### [What is required]
Return every line of the records below that contains the word "jacket".

## Start Extracted material

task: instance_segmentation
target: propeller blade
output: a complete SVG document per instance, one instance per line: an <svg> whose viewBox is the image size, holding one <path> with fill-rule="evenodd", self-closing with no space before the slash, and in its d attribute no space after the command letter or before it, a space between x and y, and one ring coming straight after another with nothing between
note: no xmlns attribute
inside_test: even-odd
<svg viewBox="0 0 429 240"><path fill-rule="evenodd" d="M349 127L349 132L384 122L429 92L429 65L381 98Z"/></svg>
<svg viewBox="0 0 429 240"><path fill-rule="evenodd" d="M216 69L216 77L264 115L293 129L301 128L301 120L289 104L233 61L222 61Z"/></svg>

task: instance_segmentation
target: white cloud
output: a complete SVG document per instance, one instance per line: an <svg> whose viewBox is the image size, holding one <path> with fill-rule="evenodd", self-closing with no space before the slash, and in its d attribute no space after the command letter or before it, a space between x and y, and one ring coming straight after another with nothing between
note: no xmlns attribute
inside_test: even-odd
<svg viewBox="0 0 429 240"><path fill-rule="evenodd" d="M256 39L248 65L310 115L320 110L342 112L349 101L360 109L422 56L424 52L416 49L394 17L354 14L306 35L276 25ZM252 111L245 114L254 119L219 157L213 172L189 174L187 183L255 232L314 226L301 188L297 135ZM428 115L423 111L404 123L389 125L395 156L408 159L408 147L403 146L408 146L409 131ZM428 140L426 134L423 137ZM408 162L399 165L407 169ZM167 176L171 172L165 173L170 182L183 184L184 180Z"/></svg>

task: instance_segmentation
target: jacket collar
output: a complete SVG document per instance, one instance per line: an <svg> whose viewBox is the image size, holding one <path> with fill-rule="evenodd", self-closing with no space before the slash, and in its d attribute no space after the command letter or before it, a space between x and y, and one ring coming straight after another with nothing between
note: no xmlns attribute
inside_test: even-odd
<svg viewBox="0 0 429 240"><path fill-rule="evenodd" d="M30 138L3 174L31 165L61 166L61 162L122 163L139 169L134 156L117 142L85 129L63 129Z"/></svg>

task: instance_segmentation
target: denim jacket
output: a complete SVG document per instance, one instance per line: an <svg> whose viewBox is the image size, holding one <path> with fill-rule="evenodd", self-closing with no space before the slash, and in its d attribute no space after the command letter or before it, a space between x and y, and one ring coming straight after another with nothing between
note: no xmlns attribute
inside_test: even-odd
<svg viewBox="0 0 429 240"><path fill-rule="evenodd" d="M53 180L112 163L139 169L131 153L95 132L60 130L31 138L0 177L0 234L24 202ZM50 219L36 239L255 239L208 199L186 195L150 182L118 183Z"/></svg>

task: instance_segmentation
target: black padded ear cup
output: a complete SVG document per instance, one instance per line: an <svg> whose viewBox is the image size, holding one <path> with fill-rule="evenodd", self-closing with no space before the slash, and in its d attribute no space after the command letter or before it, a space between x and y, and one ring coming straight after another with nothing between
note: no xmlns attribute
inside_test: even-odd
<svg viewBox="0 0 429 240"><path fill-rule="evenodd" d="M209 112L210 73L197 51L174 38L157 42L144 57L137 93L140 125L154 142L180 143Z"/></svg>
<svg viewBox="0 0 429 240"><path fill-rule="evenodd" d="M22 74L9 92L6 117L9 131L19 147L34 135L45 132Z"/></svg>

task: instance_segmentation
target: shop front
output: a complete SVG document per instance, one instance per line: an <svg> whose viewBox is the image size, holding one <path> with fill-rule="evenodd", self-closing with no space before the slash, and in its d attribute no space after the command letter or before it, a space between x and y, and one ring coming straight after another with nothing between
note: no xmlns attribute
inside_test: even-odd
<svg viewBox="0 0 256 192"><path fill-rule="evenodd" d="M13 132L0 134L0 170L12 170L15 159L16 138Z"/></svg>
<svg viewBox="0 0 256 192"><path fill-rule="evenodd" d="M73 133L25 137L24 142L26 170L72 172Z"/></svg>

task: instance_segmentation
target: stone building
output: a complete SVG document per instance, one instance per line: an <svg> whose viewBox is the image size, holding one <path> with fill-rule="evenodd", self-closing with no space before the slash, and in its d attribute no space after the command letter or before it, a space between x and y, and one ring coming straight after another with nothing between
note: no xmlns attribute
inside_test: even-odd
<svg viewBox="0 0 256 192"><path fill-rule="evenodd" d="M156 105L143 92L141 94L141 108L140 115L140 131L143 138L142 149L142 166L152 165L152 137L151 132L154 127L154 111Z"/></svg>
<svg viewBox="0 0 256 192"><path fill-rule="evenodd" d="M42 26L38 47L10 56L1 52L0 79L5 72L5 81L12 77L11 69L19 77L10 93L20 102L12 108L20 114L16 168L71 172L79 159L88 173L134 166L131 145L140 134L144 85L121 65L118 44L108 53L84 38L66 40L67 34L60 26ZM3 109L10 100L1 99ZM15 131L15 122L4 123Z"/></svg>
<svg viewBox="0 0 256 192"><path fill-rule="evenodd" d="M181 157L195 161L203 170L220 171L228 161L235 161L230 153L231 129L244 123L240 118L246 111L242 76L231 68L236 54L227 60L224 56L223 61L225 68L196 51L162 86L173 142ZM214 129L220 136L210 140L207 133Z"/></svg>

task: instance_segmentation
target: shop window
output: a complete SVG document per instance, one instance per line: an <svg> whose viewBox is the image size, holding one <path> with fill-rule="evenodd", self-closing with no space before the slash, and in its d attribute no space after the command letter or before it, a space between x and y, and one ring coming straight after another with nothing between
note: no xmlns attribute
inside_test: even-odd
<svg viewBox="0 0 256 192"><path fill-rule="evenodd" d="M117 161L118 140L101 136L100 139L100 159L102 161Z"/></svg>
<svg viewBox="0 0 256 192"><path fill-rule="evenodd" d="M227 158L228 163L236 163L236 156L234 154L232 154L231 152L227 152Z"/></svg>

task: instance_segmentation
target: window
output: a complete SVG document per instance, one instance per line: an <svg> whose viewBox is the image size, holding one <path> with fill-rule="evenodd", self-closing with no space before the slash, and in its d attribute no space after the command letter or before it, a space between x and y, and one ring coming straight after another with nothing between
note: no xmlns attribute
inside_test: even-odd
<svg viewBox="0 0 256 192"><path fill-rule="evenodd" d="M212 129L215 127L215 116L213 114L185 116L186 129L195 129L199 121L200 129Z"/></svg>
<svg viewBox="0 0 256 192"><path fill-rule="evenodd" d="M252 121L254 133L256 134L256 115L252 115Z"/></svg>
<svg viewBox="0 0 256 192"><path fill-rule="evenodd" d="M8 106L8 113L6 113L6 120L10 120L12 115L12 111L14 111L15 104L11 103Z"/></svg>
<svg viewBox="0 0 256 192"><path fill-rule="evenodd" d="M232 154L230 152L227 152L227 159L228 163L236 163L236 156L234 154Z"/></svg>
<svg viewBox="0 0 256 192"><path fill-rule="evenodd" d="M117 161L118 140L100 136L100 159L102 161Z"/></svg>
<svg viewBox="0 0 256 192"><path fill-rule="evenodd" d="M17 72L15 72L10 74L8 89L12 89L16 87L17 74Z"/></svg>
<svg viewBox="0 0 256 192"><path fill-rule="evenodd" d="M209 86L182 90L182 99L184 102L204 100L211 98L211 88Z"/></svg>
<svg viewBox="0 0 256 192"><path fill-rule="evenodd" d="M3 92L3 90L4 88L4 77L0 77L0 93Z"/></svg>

## End Extracted material

### [Full answer]
target: jacket collar
target: denim jacket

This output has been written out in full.